>> start

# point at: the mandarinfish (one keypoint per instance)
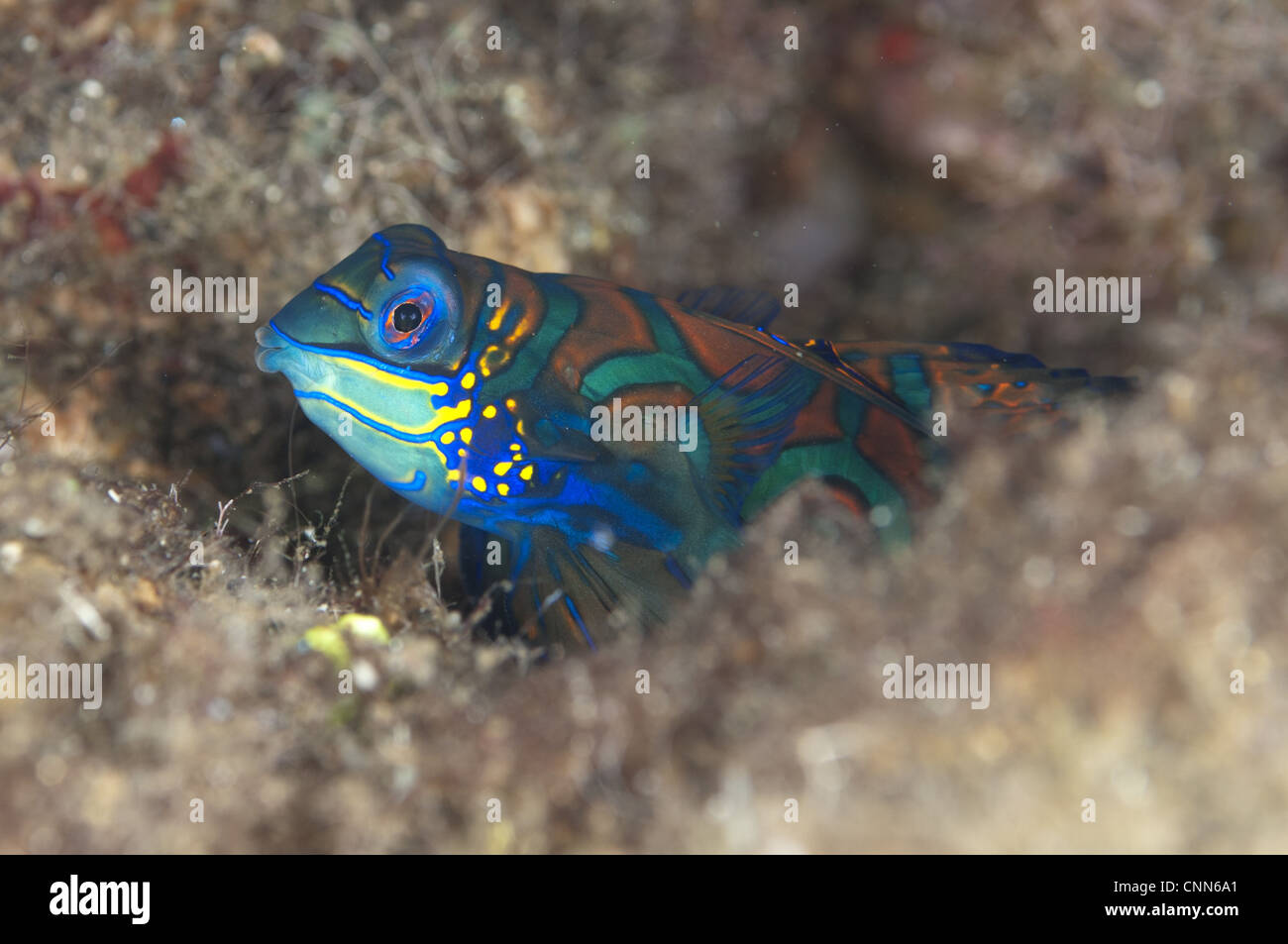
(614, 439)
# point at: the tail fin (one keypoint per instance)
(970, 376)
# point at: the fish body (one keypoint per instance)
(614, 439)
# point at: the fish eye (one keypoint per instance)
(407, 317)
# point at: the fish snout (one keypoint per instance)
(270, 347)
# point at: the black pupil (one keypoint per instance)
(407, 317)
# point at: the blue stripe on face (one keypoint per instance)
(344, 355)
(384, 257)
(366, 420)
(416, 483)
(343, 297)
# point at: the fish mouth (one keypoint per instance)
(271, 346)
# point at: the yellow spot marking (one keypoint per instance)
(500, 316)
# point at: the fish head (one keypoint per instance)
(374, 349)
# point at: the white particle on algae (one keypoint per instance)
(11, 556)
(1038, 572)
(1149, 94)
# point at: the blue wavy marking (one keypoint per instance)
(384, 257)
(366, 420)
(344, 355)
(343, 297)
(416, 483)
(678, 572)
(581, 625)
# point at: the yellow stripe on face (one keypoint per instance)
(398, 380)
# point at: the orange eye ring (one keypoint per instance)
(406, 318)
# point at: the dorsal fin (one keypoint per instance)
(739, 305)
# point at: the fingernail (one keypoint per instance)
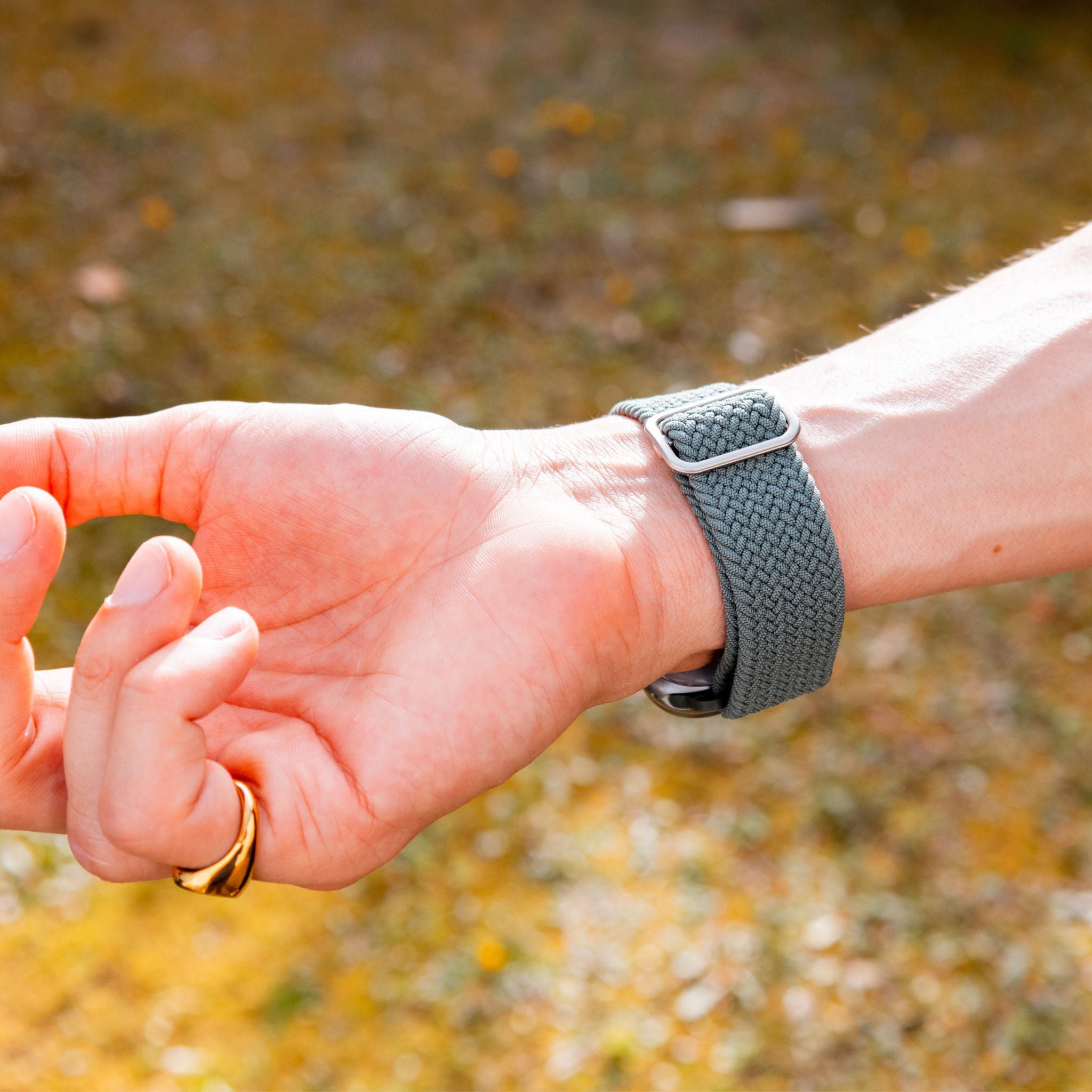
(17, 525)
(144, 577)
(225, 623)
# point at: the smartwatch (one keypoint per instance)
(733, 452)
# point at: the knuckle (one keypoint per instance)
(103, 865)
(141, 683)
(94, 672)
(126, 826)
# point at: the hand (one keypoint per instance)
(32, 710)
(436, 605)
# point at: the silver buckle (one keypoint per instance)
(685, 467)
(687, 694)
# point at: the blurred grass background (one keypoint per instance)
(513, 214)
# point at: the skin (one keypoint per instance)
(437, 604)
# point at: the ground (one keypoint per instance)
(513, 214)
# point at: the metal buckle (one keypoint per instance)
(685, 467)
(687, 694)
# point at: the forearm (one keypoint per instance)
(949, 449)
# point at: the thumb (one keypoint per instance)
(148, 465)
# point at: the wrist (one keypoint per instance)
(669, 597)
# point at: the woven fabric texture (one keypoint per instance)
(784, 598)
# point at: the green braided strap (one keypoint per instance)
(781, 577)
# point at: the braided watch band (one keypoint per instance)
(771, 542)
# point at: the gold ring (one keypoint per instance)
(229, 876)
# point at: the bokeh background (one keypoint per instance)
(513, 214)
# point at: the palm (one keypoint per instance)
(417, 647)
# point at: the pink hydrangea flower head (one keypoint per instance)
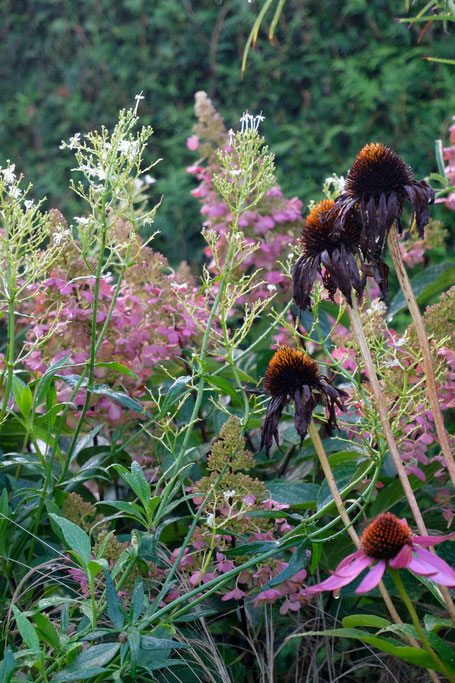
(389, 540)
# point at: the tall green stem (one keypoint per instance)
(431, 388)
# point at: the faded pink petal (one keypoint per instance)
(373, 577)
(432, 540)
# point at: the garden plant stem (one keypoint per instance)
(323, 459)
(431, 388)
(383, 416)
(415, 620)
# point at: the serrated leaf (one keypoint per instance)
(75, 537)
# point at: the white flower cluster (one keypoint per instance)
(250, 122)
(10, 179)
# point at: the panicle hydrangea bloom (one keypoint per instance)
(149, 324)
(275, 220)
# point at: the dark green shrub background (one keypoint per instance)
(341, 74)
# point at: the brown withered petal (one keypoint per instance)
(378, 185)
(333, 249)
(292, 376)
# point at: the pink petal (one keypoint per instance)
(432, 540)
(403, 558)
(373, 577)
(354, 569)
(421, 567)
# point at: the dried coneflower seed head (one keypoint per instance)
(288, 371)
(318, 234)
(378, 170)
(385, 537)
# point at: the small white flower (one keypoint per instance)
(8, 173)
(74, 141)
(138, 98)
(229, 494)
(177, 287)
(82, 220)
(14, 192)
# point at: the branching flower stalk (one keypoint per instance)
(246, 175)
(387, 430)
(431, 389)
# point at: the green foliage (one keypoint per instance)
(335, 79)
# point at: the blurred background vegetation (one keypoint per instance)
(341, 73)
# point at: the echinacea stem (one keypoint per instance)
(387, 430)
(325, 464)
(415, 620)
(431, 389)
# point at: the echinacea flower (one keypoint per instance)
(389, 540)
(336, 253)
(378, 185)
(292, 376)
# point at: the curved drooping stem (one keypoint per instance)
(431, 389)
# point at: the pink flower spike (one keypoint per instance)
(373, 577)
(236, 594)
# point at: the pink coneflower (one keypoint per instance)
(389, 540)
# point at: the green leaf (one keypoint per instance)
(7, 667)
(114, 606)
(343, 474)
(44, 382)
(89, 663)
(298, 561)
(27, 631)
(392, 493)
(296, 494)
(124, 400)
(224, 386)
(316, 556)
(429, 282)
(175, 391)
(119, 368)
(46, 630)
(434, 623)
(75, 537)
(137, 601)
(355, 620)
(393, 647)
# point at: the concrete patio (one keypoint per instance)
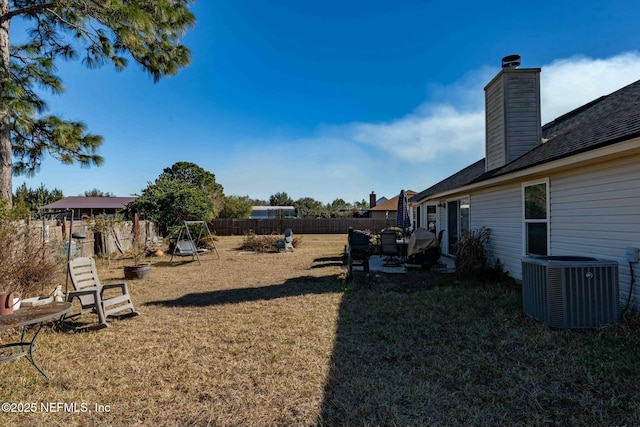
(376, 263)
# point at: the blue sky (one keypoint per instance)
(336, 99)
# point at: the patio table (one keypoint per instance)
(23, 318)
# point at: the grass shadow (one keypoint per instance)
(294, 287)
(452, 354)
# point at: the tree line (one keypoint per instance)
(186, 191)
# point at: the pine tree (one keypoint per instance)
(95, 32)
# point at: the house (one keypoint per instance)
(389, 208)
(84, 207)
(570, 187)
(271, 212)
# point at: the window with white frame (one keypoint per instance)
(536, 218)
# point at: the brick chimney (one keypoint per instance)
(512, 113)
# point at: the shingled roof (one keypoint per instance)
(79, 202)
(605, 121)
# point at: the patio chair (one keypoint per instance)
(91, 293)
(389, 248)
(288, 239)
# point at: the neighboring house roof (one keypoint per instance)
(605, 121)
(392, 203)
(79, 202)
(271, 208)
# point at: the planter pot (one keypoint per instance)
(139, 271)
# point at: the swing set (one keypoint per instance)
(186, 245)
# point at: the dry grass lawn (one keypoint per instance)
(278, 339)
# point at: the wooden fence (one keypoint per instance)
(120, 239)
(230, 227)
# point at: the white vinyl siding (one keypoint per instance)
(512, 114)
(501, 211)
(597, 213)
(593, 211)
(495, 132)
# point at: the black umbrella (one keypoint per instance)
(402, 220)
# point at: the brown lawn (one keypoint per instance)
(279, 339)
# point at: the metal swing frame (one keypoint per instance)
(185, 244)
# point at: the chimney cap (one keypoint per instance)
(511, 61)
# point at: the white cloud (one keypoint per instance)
(438, 138)
(566, 84)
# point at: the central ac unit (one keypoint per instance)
(571, 292)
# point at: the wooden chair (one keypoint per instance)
(91, 293)
(389, 248)
(288, 239)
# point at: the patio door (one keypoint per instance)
(457, 222)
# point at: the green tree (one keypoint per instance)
(184, 191)
(238, 207)
(33, 199)
(280, 199)
(309, 206)
(195, 176)
(96, 32)
(98, 193)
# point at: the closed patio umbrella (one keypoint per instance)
(403, 221)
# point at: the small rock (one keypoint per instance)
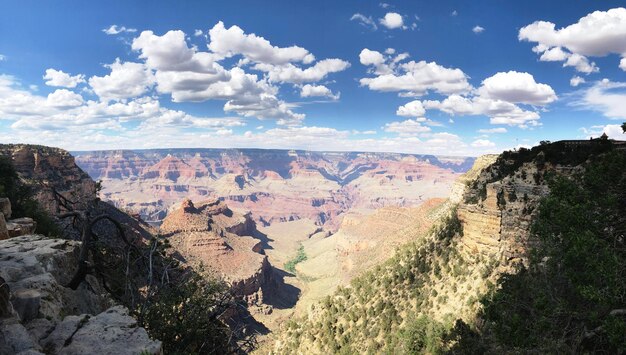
(27, 304)
(4, 232)
(21, 226)
(5, 207)
(16, 337)
(6, 309)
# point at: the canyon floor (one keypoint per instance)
(321, 218)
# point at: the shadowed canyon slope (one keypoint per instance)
(275, 185)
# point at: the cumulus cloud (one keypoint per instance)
(411, 109)
(309, 90)
(478, 29)
(406, 128)
(188, 74)
(412, 78)
(64, 98)
(365, 21)
(232, 41)
(483, 143)
(498, 98)
(125, 80)
(392, 20)
(498, 111)
(576, 80)
(59, 78)
(516, 87)
(605, 96)
(290, 73)
(493, 130)
(597, 34)
(66, 111)
(114, 30)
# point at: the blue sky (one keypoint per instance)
(453, 77)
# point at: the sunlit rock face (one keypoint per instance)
(210, 234)
(275, 185)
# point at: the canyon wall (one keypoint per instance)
(275, 185)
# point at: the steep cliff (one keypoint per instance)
(208, 233)
(410, 303)
(39, 315)
(275, 185)
(46, 170)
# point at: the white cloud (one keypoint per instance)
(412, 78)
(59, 78)
(478, 29)
(114, 30)
(499, 112)
(493, 130)
(289, 73)
(392, 20)
(576, 80)
(233, 41)
(517, 87)
(126, 80)
(64, 98)
(604, 96)
(483, 143)
(613, 131)
(406, 128)
(597, 34)
(365, 21)
(188, 74)
(411, 109)
(317, 91)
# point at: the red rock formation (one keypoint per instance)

>> end

- Goal
From the line holding "# point at: the cumulus" down to the final line above, quote every line exactly and only those lines.

- Result for this task
# point at: the cumulus cloud (one keypoint per instance)
(411, 109)
(309, 90)
(478, 29)
(406, 128)
(188, 74)
(412, 78)
(64, 98)
(365, 21)
(232, 41)
(483, 143)
(498, 98)
(125, 80)
(392, 20)
(498, 111)
(576, 80)
(59, 78)
(516, 87)
(605, 96)
(290, 73)
(493, 130)
(597, 34)
(66, 111)
(114, 30)
# point at: the blue sky (one keypoint per instance)
(453, 77)
# point at: the sunlit rock face (one keypoint per instance)
(210, 234)
(275, 185)
# point at: the canyon wall (one keypoint per instance)
(275, 185)
# point at: the steep cliff (one keypoint per instance)
(208, 233)
(410, 303)
(39, 315)
(275, 185)
(46, 170)
# point at: the white cloud (one keypoint per instance)
(412, 78)
(59, 78)
(478, 29)
(114, 30)
(499, 112)
(493, 130)
(289, 73)
(392, 20)
(576, 80)
(233, 41)
(517, 87)
(126, 80)
(64, 98)
(604, 96)
(483, 143)
(613, 131)
(406, 128)
(597, 34)
(365, 21)
(188, 74)
(411, 109)
(317, 91)
# point at: the red rock formation (one keypoint per instance)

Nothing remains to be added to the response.